GIVEN RECORDS:

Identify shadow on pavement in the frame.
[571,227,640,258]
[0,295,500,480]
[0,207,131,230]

...

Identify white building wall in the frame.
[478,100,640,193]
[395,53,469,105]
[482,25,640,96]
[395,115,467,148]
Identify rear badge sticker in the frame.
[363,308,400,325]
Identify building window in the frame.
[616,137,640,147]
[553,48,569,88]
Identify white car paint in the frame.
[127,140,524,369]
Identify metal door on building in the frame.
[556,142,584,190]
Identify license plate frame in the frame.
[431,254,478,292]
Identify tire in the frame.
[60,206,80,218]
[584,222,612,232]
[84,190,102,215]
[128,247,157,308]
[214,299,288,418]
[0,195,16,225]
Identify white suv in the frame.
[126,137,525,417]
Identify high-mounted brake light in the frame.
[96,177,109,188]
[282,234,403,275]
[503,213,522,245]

WHAT THE TASK REQUIRES: Rewrite the items from the line with "Identify building window in the frame." to the line with "[503,213,522,245]" as a two-column CSV with the headers instruction and boxes, one row per item. Put each item's text and its answer in a single quoted field, with line breaks replaced by spaces.

SOLVED PROBLEM:
instruction,boxes
"Identify building window in the frame.","[616,137,640,147] [553,48,569,88]"
"Identify white car paint in the frame.","[127,140,524,369]"
"Identify metal door on building in the frame.","[556,142,584,190]"
"Identify license plate frame in the frame.","[431,254,478,292]"
"Identify tire in the frame.","[60,206,80,218] [584,222,612,232] [84,190,102,215] [128,247,157,308] [214,299,288,418] [0,195,16,225]"
"Identify white suv in the frame.","[126,137,525,417]"
"Identify high-mounted brake light in the frame.","[96,177,109,188] [282,234,403,275] [503,213,522,245]"